**** PAGE TEXT ****
The Quran: Divine Revelation and the Answers Reason Alone Cannot Reach
Reason can bring us to the threshold of God — but it cannot, on its own, tell us the purpose of life, what awaits us after death, or why suffering exists. Sheikh Abdul Rahim Green illustrates this with a striking image: a hidden room whose contents you cannot see or deduce from outside. The only reliable information about what is inside comes from someone with authoritative access. The same applies to the deepest questions of human existence — only the Creator Himself can answer them with certainty. Islam’s claim is that He did exactly that, through the Quran. And the Quran does not merely assert its divine origin — it offers evidence: a 1,400-year-old unmet literary challenge, internal consistency without a single contradiction across 23 years of revelation, and remarkable scientific foreknowledge confirmed centuries later by modern instruments. When Shaykh al-Zindani presented Quranic verses on embryonic development — describing in precise stages the formation of the human being inside “three veils of darkness” — to Professor Marshall Johnson, one of America’s leading scientists, the professor stood up in astonishment. After ruling out that the Prophet ﷺ could have had a microscope, and that the multi-stage descriptions could be coincidence, he reached his conclusion.
“There is no explanation except that this is revelation from above.” — Professor Marshall Johnson, American embryologist, upon hearing the Quranic description of human embryonic development, recounted by Shaykh al-Zindani
- The literary miracle (i’jaz): Allah challenges all of humanity and the jinn to produce even one chapter like the Quran — a challenge unmet for over 14 centuries, even by the most eloquent speakers of Arabic (Surah al-Baqarah 2:23).
- The absence of contradiction: a book revealed over 23 years in widely varying circumstances, yet entirely free of error or internal conflict — “Had it been from other than Allah, they would have found within it many contradictions” (Surah al-Nisa 4:82).
****
## ACTIVITY
Reproduce the text about the Quran word for word, beginning at "- The absence" and stopping after "(Surah al-Nisa 4:82).". The rows after this text aren't needed.
**** EXTRACTED ENTRIES ****
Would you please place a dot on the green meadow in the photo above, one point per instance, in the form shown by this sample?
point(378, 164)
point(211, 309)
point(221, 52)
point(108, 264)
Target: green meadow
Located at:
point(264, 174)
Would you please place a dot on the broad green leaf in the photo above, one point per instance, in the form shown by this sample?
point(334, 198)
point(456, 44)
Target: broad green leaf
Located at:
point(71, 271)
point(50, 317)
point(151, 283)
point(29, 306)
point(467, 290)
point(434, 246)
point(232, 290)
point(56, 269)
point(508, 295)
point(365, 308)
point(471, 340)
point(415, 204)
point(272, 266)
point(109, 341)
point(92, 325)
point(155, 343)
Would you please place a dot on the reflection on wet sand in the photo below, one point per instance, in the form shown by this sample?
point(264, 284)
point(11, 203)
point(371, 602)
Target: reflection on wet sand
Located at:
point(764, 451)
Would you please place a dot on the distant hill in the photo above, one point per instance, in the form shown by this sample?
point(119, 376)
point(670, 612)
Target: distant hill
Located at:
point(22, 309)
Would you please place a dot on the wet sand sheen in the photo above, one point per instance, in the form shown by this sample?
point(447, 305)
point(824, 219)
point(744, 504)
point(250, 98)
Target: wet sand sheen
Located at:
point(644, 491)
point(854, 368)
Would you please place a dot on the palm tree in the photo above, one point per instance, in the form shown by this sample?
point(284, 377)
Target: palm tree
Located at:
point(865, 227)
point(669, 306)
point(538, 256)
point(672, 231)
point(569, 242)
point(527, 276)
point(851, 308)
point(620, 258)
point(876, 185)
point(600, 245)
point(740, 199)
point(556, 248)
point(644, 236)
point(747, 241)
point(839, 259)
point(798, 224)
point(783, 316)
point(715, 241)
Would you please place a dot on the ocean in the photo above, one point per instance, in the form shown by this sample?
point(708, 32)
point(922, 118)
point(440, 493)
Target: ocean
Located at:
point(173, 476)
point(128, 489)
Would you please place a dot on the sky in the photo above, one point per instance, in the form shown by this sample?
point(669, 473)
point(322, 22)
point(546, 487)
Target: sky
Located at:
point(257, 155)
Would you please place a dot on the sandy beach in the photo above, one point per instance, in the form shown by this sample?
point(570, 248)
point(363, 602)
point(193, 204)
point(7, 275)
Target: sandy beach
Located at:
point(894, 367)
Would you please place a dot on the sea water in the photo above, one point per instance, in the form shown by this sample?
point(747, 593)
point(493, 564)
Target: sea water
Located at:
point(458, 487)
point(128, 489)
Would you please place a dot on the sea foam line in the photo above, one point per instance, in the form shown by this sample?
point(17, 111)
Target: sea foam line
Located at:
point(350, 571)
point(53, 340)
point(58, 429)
****
## SOLUTION TO THE PROBLEM
- The absence of contradiction: a book revealed over 23 years in widely varying circumstances, yet entirely free of error or internal conflict — “Had it been from other than Allah, they would have found within it many contradictions” (Surah al-Nisa 4:82).